§ Input data:
·····

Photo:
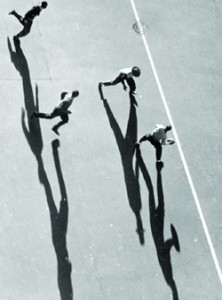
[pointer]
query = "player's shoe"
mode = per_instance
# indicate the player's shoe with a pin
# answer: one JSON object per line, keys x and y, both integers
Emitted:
{"x": 11, "y": 12}
{"x": 175, "y": 238}
{"x": 55, "y": 130}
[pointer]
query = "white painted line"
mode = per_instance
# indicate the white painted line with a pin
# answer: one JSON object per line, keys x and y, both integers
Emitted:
{"x": 193, "y": 190}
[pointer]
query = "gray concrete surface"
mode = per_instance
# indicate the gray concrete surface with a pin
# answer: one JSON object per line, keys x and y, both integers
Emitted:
{"x": 76, "y": 45}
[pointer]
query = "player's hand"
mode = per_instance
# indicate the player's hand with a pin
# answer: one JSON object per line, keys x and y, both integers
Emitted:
{"x": 137, "y": 144}
{"x": 170, "y": 141}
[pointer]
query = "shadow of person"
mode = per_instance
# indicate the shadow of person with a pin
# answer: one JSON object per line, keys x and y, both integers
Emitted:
{"x": 59, "y": 221}
{"x": 32, "y": 132}
{"x": 157, "y": 213}
{"x": 126, "y": 146}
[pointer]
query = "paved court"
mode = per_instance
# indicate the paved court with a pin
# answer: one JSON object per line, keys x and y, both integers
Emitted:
{"x": 84, "y": 216}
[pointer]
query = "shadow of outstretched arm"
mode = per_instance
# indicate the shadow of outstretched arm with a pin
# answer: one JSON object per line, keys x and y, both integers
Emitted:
{"x": 157, "y": 224}
{"x": 59, "y": 231}
{"x": 126, "y": 146}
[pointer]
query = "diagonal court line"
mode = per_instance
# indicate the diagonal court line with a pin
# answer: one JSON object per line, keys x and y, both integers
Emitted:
{"x": 193, "y": 190}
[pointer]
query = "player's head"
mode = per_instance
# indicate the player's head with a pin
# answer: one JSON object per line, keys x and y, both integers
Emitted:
{"x": 168, "y": 128}
{"x": 136, "y": 71}
{"x": 44, "y": 4}
{"x": 75, "y": 93}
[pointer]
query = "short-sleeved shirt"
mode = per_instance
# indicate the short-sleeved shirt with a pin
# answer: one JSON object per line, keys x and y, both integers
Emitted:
{"x": 32, "y": 13}
{"x": 126, "y": 72}
{"x": 65, "y": 103}
{"x": 159, "y": 134}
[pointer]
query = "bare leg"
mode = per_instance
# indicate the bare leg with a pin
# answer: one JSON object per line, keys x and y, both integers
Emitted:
{"x": 18, "y": 17}
{"x": 65, "y": 119}
{"x": 27, "y": 28}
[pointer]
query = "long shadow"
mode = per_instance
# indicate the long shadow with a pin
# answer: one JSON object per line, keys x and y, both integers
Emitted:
{"x": 157, "y": 213}
{"x": 32, "y": 132}
{"x": 126, "y": 147}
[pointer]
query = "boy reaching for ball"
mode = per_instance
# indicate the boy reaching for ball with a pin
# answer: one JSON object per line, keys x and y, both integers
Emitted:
{"x": 125, "y": 76}
{"x": 27, "y": 20}
{"x": 157, "y": 138}
{"x": 61, "y": 110}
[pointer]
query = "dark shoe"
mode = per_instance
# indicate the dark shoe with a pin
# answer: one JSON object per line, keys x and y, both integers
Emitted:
{"x": 175, "y": 238}
{"x": 55, "y": 130}
{"x": 32, "y": 115}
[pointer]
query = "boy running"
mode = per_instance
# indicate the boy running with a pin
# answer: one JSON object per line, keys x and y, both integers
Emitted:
{"x": 61, "y": 110}
{"x": 157, "y": 138}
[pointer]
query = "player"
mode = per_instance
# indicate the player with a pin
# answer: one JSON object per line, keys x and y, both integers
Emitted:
{"x": 157, "y": 138}
{"x": 125, "y": 76}
{"x": 61, "y": 110}
{"x": 27, "y": 20}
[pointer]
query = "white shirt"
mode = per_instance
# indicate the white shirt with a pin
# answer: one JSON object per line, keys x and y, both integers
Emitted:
{"x": 159, "y": 134}
{"x": 65, "y": 102}
{"x": 127, "y": 72}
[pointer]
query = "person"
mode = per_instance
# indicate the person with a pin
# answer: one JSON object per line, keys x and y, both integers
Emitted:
{"x": 158, "y": 138}
{"x": 61, "y": 110}
{"x": 125, "y": 76}
{"x": 27, "y": 20}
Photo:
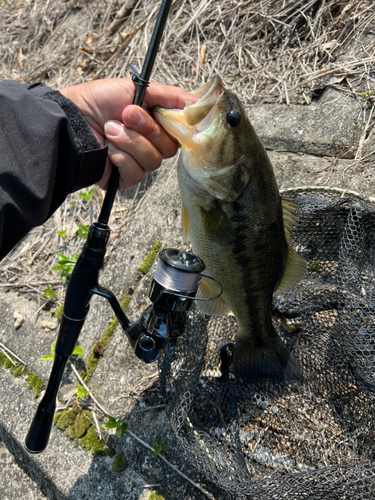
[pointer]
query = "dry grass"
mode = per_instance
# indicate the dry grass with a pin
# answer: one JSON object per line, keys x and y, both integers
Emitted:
{"x": 266, "y": 51}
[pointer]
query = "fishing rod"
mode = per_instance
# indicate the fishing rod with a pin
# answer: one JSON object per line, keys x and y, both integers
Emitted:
{"x": 172, "y": 290}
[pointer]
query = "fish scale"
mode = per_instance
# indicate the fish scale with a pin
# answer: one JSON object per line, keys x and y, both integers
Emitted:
{"x": 237, "y": 223}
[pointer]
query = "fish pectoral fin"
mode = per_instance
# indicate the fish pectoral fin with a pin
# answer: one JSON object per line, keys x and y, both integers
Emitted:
{"x": 295, "y": 270}
{"x": 208, "y": 289}
{"x": 272, "y": 360}
{"x": 230, "y": 182}
{"x": 217, "y": 225}
{"x": 185, "y": 225}
{"x": 289, "y": 215}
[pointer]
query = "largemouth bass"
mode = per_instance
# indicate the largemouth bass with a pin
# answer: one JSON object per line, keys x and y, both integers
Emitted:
{"x": 237, "y": 223}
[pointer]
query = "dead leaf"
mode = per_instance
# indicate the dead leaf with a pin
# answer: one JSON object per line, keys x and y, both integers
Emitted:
{"x": 20, "y": 318}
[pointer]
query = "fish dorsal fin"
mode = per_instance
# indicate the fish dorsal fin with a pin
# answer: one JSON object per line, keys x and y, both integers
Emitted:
{"x": 185, "y": 225}
{"x": 295, "y": 270}
{"x": 208, "y": 289}
{"x": 217, "y": 225}
{"x": 289, "y": 216}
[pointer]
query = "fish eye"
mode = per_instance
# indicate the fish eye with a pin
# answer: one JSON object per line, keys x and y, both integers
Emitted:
{"x": 234, "y": 118}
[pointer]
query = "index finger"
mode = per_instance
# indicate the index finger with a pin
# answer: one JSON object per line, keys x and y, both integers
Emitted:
{"x": 167, "y": 96}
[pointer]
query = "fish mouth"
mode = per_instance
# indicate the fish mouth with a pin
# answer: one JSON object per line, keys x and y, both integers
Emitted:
{"x": 182, "y": 124}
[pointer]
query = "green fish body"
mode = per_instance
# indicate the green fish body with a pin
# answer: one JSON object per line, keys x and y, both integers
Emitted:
{"x": 237, "y": 223}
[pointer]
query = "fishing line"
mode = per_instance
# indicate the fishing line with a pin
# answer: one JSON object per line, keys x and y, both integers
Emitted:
{"x": 179, "y": 281}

·····

§ Problem: How many lines of the records above contain the word "dark"? Reply with the number alone.

§ Exercise answer: 2